> Directions for this task:
Reproduce the following material word for word, from the line with "Tag the red brick" up to and including the line with "<point>391,224</point>".

"""

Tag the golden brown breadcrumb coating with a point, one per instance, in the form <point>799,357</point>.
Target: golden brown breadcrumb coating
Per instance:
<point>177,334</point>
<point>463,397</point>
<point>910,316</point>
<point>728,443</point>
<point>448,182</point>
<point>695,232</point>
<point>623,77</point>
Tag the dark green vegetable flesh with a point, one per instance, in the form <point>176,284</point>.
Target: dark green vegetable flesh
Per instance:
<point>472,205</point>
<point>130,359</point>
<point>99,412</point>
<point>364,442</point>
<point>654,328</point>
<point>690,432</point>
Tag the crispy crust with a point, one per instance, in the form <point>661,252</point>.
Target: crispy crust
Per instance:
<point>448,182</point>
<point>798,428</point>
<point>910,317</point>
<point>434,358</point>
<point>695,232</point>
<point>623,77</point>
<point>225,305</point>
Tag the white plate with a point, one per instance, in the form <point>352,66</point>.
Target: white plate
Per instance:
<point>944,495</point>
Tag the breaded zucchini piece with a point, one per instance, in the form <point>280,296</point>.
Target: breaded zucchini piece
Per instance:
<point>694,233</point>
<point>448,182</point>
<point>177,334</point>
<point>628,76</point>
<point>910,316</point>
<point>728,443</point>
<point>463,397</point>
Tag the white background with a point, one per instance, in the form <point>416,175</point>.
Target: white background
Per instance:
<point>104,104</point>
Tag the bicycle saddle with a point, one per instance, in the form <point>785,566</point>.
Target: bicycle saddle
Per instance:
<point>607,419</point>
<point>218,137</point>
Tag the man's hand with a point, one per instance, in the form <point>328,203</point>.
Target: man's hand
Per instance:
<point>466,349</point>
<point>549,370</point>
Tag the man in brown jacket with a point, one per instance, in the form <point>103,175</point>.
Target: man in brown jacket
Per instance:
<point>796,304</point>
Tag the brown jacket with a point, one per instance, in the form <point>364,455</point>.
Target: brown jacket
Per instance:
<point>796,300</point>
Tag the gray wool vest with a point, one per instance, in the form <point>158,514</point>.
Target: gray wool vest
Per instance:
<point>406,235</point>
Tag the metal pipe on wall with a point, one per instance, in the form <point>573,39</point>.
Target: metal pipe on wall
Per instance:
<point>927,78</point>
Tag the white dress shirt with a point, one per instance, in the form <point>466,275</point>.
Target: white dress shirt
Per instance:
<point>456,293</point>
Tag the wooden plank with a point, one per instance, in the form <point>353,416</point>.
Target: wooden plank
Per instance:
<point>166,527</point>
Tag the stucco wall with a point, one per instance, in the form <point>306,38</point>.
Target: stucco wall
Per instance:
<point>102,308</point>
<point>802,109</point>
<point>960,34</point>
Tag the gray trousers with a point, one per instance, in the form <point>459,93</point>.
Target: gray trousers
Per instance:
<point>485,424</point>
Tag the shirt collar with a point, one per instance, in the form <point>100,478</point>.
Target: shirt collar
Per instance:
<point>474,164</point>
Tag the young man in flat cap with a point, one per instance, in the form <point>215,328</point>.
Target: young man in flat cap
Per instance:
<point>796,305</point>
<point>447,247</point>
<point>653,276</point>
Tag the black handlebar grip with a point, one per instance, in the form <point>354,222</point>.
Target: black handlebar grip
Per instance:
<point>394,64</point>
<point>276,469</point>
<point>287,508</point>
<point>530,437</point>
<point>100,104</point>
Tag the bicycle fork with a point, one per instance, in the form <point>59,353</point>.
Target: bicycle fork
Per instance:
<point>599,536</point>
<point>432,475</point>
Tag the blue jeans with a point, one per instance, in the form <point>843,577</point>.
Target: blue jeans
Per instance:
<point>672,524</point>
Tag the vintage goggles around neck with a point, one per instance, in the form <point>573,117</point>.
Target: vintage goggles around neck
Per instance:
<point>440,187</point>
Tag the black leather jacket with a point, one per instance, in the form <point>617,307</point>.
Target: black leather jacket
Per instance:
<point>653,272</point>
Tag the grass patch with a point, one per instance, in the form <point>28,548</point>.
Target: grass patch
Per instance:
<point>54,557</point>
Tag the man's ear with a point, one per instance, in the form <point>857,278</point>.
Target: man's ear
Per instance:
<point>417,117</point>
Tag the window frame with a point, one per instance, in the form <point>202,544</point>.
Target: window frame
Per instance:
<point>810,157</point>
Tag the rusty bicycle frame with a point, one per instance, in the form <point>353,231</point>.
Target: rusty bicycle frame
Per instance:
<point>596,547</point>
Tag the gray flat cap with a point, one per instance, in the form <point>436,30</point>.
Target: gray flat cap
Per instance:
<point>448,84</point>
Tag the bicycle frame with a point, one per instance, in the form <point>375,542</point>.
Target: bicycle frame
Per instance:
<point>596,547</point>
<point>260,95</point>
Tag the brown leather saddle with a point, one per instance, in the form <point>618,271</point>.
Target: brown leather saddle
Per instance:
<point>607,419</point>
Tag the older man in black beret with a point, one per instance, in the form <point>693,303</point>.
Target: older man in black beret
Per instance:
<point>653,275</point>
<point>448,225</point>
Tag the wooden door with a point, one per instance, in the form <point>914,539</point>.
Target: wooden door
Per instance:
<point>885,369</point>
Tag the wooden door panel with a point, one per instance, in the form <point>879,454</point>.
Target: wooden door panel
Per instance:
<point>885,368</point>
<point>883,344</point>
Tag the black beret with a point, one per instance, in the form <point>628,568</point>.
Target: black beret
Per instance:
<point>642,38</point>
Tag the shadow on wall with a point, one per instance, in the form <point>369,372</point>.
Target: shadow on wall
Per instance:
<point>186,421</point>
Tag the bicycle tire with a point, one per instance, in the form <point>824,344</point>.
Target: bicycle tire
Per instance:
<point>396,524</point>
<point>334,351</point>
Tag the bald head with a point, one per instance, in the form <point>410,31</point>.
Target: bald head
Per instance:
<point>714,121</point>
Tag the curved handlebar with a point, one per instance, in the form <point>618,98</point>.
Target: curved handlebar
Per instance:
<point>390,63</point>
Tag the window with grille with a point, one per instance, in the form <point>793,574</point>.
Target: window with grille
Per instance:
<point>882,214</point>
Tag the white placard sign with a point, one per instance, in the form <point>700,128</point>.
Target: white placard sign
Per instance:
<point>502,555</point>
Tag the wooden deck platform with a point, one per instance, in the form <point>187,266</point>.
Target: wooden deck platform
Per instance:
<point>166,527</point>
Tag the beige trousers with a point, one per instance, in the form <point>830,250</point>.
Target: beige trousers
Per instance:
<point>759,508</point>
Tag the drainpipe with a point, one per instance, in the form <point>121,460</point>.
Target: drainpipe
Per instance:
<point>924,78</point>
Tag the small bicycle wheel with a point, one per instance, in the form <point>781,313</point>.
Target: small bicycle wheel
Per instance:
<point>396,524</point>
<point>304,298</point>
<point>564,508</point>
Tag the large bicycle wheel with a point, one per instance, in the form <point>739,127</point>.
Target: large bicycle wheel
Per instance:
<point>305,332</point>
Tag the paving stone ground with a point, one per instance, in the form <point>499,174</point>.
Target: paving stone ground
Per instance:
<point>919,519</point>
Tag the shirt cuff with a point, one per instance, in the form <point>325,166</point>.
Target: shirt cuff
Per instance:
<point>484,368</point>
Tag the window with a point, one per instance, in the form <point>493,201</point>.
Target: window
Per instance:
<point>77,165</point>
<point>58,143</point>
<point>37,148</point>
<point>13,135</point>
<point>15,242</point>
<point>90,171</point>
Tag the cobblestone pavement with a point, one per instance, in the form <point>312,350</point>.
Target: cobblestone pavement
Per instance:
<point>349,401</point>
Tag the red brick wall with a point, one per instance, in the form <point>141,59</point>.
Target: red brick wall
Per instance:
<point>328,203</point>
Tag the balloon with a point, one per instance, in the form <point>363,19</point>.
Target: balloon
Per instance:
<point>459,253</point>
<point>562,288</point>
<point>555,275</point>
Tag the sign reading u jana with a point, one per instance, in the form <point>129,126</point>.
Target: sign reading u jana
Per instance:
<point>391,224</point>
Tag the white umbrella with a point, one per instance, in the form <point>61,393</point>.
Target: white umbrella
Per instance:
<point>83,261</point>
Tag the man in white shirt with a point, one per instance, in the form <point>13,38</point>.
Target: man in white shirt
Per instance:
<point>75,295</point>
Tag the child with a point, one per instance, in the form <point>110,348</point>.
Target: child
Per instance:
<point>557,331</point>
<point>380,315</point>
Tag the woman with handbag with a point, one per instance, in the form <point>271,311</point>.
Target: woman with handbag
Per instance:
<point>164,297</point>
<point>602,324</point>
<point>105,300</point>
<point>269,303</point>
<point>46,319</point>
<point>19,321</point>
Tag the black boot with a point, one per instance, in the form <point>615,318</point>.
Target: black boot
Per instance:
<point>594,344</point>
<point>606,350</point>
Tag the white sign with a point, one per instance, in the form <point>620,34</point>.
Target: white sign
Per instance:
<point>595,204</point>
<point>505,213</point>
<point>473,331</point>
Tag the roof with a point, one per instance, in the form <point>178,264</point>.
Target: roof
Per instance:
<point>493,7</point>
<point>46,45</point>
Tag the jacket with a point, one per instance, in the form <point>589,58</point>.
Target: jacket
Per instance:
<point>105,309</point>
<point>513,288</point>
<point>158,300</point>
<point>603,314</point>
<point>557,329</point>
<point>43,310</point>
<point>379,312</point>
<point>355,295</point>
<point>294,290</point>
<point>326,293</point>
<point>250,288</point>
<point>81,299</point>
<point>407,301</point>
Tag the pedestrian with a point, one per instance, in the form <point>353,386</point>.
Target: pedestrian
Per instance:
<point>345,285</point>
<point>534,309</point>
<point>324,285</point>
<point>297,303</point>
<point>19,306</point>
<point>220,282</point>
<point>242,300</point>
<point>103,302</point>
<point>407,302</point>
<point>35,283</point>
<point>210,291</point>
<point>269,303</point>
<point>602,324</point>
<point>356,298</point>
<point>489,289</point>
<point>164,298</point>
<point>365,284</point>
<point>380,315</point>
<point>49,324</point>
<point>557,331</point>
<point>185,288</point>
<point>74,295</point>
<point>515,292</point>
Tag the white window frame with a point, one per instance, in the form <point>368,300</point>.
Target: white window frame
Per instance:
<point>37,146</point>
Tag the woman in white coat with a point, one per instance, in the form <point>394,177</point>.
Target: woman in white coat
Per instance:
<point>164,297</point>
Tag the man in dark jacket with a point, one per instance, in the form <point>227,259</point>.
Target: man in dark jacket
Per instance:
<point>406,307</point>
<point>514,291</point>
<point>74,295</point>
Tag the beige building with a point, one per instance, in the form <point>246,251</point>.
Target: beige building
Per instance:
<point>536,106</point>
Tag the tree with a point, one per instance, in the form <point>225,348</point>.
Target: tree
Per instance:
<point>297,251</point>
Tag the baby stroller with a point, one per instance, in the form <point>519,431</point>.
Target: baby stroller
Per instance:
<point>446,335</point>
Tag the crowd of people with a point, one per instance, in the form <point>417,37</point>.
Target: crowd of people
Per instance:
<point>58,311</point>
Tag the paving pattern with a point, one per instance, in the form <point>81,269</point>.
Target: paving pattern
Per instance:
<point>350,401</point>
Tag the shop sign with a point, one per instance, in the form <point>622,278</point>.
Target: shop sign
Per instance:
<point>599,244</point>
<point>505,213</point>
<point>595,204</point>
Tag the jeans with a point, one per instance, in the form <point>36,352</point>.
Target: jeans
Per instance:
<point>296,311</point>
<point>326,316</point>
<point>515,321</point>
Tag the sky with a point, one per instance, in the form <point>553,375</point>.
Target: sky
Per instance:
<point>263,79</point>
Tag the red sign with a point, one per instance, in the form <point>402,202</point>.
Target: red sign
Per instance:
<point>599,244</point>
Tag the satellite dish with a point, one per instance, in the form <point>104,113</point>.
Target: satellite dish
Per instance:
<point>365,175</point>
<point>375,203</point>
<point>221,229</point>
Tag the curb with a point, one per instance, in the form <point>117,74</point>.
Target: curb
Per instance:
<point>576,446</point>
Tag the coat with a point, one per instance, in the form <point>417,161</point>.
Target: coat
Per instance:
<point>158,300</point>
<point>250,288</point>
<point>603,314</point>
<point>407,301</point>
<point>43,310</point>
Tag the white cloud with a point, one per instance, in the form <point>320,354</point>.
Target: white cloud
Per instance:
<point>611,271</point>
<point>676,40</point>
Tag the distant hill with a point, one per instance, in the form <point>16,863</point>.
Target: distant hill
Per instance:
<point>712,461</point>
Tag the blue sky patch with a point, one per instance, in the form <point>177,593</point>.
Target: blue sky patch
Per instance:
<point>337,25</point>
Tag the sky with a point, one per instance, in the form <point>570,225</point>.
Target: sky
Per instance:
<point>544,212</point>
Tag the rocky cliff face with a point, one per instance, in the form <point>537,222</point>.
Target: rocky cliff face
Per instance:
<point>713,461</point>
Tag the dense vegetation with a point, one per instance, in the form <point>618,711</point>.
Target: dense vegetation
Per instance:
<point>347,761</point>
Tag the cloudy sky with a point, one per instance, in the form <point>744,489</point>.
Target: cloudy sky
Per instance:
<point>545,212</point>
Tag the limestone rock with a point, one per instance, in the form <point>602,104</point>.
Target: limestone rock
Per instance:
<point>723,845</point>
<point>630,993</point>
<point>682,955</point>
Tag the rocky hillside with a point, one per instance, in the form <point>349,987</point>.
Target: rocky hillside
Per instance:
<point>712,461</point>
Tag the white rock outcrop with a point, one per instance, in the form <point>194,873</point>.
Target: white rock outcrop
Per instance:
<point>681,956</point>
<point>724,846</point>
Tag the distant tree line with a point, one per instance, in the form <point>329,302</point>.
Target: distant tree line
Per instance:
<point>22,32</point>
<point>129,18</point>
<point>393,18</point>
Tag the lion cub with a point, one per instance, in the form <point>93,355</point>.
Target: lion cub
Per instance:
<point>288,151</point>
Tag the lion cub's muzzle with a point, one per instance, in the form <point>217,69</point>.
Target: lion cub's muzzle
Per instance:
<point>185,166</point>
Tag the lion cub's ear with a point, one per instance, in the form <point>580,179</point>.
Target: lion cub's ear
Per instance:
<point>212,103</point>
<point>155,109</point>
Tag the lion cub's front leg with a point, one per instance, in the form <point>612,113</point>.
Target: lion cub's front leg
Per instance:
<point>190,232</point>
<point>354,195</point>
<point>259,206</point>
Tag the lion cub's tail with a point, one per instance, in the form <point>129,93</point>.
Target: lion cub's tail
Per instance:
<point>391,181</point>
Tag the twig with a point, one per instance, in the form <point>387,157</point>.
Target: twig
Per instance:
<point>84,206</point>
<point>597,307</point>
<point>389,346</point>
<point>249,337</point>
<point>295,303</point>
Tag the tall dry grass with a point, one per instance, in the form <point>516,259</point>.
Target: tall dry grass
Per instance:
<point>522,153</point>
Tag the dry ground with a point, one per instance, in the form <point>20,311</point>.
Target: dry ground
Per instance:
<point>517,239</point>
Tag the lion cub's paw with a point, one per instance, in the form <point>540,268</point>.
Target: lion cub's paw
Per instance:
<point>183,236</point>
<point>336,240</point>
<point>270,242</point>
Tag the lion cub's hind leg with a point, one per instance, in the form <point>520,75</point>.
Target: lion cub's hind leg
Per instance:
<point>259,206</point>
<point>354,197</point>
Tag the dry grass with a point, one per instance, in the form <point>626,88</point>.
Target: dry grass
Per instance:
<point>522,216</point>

"""

> Written response:
Tag the red brick wall with a point, one per instance, in the form <point>141,59</point>.
Target: red brick wall
Per instance:
<point>328,203</point>
Tag the balloon with a point, one per instance, in the form <point>363,19</point>.
Target: balloon
Per instance:
<point>459,253</point>
<point>562,288</point>
<point>555,275</point>
Tag the sign reading u jana with a point, one per instance, in the form <point>129,126</point>.
Target: sign reading u jana
Per instance:
<point>391,224</point>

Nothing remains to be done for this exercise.